* [PROBLEM SET]:
a: From the wills vs. trusts article, output the part that opens with the words containing "Wills vs Trusts: Key" and closes with "you are gone.".
b: Answer these questions using the wills vs. trusts article:
(i) Which Indian law governing trusts does the article name?
(ii) According to Kotak Private's 2024 TOP Report, what percentage of Ultra-HNIs hold private trusts?
(iii) How many witnesses must attest a valid unprivileged will under the Indian Succession Act?

* [DOCUMENT EXCERPT]:
--- Start ---
Wills vs Trusts: Key Differences in Estate Planning Most affluent families spend decades building wealth but treat legacy planning as something to deal with later. When "later" arrives — often in the middle of a health crisis or family dispute — the absence of a formal plan can expose an estate to court delays, privacy breaches, and outcomes that bear no resemblance to what the original owner intended.

The will vs. trust decision sits at the heart of this problem. These two instruments work differently, activate at different times, and serve different purposes. The choice between them — or a combination of both — shapes how quickly your heirs receive assets, how much of the process becomes public, and how much control you retain over distribution after you are gone.

In India, this decision is governed by the Indian Succession Act 1925, the Hindu Succession Act 1956, and the Indian Trusts Act 1882. Understanding which legal framework applies to your situation is the starting point for any serious estate plan.


Key Takeaways

  • A will takes effect only after death and may require probate; a trust can operate during your lifetime and continues after death
  • Trust assets bypass probate, enabling faster and private wealth transfer
  • Wills are simpler and less expensive to create; trusts offer greater control but involve higher setup and administration costs
  • Kotak Private's 2024 TOP Report found 89% of Ultra-HNIs have wills, yet only 17% hold private trusts
  • That gap becomes increasingly costly as estate complexity grows
  • Most affluent families benefit from using both instruments together

Will vs. Trust: Quick Comparison

Both instruments serve estate planning goals — but they work differently, activate at different times, and carry distinct cost and privacy implications. Here's how they compare at a glance:

Feature Will Trust
When it activates Only upon death Upon creation and funding; continues after death
Probate May require probate proceedings (mandatory in certain Indian jurisdictions for immovable property) Assets in trust bypass probate entirely
Privacy Becomes public record once filed for probate Remains private; not accessible through public records
Setup cost Lower upfront cost; simpler to draft Higher drafting and administration costs
Distribution control Single transfer at death; no ongoing conditions Conditional and staged distributions (age-based, milestone-based)
Incapacity planning No coverage during lifetime Can manage assets if the grantor becomes incapacitated

Will versus trust side-by-side feature comparison infographic for estate planning

What Is a Will?

A will (formally, a Last Will and Testament) is a legal document specifying how a person's assets and affairs should be handled after death. In India, wills for non-Muslims are governed by the Indian Succession Act 1925. Hindus, Buddhists, Sikhs, and Jains can also dispose of property by will under Section 30 of the Hindu Succession Act 1956.

What a Will Allows You to Do

  • Name beneficiaries for property and financial assets
  • Appoint an executor to carry out your wishes
  • Designate guardians for minor children — a function no other instrument replaces
  • Leave specific gifts or charitable bequests

For a valid unprivileged will, the Indian Succession Act requires the testator to be of sound mind and not a minor, with the will signed and attested by two or more witnesses. Registration is optional under Section 18(e) of the Registration Act 1908, though registering a will adds an evidentiary layer of protection.
--- End ---
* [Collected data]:
--- Start ---
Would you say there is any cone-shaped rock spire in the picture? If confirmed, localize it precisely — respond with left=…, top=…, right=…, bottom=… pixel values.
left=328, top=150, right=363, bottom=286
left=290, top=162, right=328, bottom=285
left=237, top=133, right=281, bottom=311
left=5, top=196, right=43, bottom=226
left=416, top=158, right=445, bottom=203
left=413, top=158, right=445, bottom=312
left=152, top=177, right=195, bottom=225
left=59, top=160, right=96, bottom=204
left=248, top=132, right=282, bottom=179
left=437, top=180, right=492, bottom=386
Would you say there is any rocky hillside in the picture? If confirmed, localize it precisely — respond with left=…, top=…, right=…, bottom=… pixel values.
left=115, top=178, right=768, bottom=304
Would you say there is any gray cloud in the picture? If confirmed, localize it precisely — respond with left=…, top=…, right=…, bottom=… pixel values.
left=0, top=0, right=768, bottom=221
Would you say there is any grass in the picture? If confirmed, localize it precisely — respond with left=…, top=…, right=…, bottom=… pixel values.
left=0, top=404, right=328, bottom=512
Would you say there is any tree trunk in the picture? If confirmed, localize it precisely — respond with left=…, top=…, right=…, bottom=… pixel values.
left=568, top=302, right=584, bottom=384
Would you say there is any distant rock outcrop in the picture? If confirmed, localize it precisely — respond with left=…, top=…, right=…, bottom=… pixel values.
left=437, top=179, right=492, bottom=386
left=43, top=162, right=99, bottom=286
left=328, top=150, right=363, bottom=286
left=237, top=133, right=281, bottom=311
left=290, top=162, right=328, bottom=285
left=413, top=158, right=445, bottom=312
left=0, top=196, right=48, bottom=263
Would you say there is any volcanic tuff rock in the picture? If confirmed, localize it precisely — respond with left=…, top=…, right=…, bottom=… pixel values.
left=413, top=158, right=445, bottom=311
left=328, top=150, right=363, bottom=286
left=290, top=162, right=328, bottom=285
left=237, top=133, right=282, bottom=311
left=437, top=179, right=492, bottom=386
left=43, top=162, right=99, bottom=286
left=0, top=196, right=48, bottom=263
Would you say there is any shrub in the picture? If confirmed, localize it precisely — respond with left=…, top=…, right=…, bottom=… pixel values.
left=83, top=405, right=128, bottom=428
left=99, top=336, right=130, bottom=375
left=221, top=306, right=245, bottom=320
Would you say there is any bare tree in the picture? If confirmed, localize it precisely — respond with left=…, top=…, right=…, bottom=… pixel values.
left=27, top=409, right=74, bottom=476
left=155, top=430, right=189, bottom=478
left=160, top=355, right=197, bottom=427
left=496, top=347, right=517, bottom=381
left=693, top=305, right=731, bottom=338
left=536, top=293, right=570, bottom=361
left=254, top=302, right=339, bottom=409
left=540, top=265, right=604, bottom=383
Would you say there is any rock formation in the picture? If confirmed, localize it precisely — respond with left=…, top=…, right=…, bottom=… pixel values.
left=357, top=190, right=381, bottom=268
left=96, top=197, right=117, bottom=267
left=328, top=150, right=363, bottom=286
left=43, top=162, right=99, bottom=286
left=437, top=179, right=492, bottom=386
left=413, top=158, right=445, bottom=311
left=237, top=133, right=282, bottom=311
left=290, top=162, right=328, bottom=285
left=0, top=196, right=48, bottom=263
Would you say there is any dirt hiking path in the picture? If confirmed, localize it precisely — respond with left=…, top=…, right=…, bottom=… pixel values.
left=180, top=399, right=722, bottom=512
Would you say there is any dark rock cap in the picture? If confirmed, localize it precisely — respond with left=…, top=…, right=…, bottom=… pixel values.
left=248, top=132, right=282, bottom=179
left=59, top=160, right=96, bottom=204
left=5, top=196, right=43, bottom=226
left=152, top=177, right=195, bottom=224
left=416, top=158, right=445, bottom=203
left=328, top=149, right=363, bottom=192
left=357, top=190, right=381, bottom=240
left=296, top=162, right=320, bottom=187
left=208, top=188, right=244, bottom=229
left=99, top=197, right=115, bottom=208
--- End ---
* [SOLUTIONS]:
a:
Wills vs Trusts: Key Differences in Estate Planning Most affluent families spend decades building wealth but treat legacy planning as something to deal with later. When "later" arrives — often in the middle of a health crisis or family dispute — the absence of a formal plan can expose an estate to court delays, privacy breaches, and outcomes that bear no resemblance to what the original owner intended.

The will vs. trust decision sits at the heart of this problem. These two instruments work differently, activate at different times, and serve different purposes. The choice between them — or a combination of both — shapes how quickly your heirs receive assets, how much of the process becomes public, and how much control you retain over distribution after you are gone.

b:
(i) The Indian Trusts Act 1882.
(ii) 17%.
(iii) Two or more.